Shop-Rigged Task Lighting

      Ideas for task lighting that is there when you need it, out of the way when you don't. August 21, 2006

I do lots of close work at the bench and need a good lighting solution. The ideal solution would be a ceiling-mounted fluorescent light on an adjustable arm that I could pull down, adjust to proper angle, and lift out of the way when I don't need it, just like the dentist does. All well and good, except that nobody makes this thing as far as I can tell. Tried Luxo, Dazor, a specialty lighting retailer, checked E-bay. Luxo apparently made this a long time ago, but not anymore. The only products even close to what I need are made for the medical industry, which means they are prohibitively expensive. Any ideas? Am I the only one who wants this?

Forum Responses
(Furniture Making Forum)

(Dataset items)
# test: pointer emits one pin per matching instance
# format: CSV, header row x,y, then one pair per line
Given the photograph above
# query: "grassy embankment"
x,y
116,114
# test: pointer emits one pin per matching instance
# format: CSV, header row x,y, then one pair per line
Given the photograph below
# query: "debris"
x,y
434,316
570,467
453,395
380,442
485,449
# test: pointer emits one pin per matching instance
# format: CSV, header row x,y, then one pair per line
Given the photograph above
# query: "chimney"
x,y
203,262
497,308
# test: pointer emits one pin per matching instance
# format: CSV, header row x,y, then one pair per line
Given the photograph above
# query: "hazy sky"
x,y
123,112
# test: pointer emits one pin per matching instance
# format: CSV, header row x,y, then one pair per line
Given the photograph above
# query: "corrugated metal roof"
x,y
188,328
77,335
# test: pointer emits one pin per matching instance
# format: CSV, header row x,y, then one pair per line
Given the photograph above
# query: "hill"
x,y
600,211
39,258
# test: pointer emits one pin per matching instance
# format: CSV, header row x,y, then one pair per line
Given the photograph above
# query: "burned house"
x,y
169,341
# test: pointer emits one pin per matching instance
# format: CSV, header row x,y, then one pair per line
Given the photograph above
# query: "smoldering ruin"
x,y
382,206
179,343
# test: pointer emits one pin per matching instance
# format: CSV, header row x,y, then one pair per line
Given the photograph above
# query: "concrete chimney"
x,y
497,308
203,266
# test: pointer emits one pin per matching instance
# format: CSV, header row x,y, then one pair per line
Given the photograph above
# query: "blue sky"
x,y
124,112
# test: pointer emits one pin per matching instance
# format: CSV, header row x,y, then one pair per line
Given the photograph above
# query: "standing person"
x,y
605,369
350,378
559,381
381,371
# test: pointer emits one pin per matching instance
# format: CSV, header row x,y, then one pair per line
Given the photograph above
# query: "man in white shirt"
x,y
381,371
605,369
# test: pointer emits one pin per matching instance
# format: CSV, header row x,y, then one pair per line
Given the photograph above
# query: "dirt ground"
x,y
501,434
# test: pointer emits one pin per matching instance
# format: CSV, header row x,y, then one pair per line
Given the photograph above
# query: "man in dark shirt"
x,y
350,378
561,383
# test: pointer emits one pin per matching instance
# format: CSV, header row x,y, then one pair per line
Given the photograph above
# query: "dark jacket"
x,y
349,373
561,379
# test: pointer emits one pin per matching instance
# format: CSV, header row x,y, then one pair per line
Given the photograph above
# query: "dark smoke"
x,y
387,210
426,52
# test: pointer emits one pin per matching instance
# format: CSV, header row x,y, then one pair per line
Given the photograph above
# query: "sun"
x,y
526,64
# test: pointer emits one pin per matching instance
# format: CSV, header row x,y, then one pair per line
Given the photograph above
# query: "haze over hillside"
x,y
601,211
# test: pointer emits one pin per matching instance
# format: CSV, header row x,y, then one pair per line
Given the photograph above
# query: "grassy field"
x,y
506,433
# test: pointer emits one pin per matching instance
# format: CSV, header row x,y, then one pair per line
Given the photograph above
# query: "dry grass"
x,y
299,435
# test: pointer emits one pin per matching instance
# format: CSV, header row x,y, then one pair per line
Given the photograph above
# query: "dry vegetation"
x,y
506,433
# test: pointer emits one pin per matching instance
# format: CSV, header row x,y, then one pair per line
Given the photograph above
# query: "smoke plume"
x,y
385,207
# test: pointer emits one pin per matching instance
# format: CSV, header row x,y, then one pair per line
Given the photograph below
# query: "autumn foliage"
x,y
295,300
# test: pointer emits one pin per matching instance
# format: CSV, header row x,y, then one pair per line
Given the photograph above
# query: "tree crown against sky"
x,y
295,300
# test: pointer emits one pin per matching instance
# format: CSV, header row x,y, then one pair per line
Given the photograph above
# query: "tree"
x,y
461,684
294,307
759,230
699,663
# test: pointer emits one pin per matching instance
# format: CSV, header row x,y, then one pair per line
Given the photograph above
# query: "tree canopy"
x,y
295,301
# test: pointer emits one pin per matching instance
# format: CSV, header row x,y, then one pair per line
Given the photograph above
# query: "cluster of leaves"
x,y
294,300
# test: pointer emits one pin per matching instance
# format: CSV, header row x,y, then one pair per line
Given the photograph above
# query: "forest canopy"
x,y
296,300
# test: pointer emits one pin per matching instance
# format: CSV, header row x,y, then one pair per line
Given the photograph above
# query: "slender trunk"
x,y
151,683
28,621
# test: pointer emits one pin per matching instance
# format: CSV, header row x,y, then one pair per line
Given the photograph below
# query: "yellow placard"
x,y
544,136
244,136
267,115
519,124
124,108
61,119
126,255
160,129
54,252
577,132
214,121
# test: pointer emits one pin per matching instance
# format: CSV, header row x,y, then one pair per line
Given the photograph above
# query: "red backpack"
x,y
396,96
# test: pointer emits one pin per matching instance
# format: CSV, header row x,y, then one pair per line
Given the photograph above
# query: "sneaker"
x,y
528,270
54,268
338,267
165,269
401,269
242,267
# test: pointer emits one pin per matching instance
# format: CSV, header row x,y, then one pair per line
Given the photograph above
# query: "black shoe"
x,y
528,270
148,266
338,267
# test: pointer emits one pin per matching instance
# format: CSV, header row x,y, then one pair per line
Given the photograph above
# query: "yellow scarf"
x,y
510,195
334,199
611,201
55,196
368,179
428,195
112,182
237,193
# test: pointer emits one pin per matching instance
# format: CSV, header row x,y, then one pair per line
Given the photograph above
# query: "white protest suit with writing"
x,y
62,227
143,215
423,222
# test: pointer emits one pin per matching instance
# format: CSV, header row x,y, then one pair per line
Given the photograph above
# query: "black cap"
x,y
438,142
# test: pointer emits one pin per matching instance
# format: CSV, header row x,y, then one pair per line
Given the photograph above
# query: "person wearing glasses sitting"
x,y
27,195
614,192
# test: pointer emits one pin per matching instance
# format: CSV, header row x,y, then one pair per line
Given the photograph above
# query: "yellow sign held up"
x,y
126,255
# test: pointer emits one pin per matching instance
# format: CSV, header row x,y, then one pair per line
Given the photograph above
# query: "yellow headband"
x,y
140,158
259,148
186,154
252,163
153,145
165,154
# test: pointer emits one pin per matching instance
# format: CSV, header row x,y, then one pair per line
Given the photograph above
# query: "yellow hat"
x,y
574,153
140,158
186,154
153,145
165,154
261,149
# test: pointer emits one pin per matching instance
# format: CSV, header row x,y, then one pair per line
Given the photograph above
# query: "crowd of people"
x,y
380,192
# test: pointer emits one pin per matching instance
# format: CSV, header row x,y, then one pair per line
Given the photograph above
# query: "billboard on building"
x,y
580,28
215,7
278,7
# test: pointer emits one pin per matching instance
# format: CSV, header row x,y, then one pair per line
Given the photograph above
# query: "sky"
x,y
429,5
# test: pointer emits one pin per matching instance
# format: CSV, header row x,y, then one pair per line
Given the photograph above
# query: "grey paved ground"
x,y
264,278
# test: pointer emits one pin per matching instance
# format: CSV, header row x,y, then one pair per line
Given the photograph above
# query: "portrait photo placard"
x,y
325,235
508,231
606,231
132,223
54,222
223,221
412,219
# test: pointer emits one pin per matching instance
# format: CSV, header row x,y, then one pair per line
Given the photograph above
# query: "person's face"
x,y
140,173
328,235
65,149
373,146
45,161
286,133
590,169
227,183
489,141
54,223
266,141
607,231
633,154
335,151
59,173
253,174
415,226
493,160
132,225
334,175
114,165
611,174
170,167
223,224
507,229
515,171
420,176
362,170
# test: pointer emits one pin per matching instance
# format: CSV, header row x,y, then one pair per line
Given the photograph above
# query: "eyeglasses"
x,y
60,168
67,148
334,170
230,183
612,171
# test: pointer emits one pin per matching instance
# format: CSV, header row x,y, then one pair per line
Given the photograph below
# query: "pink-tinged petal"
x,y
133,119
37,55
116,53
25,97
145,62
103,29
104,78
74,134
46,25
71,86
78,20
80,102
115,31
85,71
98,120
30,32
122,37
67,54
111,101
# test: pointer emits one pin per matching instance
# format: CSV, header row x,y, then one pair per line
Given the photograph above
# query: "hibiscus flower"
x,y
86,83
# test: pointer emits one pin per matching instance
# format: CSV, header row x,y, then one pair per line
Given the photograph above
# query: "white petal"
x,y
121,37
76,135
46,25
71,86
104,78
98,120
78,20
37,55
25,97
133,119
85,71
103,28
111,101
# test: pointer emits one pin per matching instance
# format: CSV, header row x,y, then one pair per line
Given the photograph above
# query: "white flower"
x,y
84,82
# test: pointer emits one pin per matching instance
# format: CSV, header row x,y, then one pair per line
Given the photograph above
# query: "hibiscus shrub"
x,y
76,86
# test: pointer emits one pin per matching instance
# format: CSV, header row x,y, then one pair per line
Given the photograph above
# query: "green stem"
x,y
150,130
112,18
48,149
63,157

#### Exercises to complete:
[A] In the shop lighting post, why are the medical industry products not a good fit?
[B] Duplicate the part of the shop lighting post starting at "Shop-Rigged Task Lighting" and ending at "who wants this?".
These entries were taken from a separate source.

#### Responses:
[A] They are prohibitively expensive.

[B]
Shop-Rigged Task Lighting

      Ideas for task lighting that is there when you need it, out of the way when you don't. August 21, 2006

I do lots of close work at the bench and need a good lighting solution. The ideal solution would be a ceiling-mounted fluorescent light on an adjustable arm that I could pull down, adjust to proper angle, and lift out of the way when I don't need it, just like the dentist does. All well and good, except that nobody makes this thing as far as I can tell. Tried Luxo, Dazor, a specialty lighting retailer, checked E-bay. Luxo apparently made this a long time ago, but not anymore. The only products even close to what I need are made for the medical industry, which means they are prohibitively expensive. Any ideas? Am I the only one who wants this?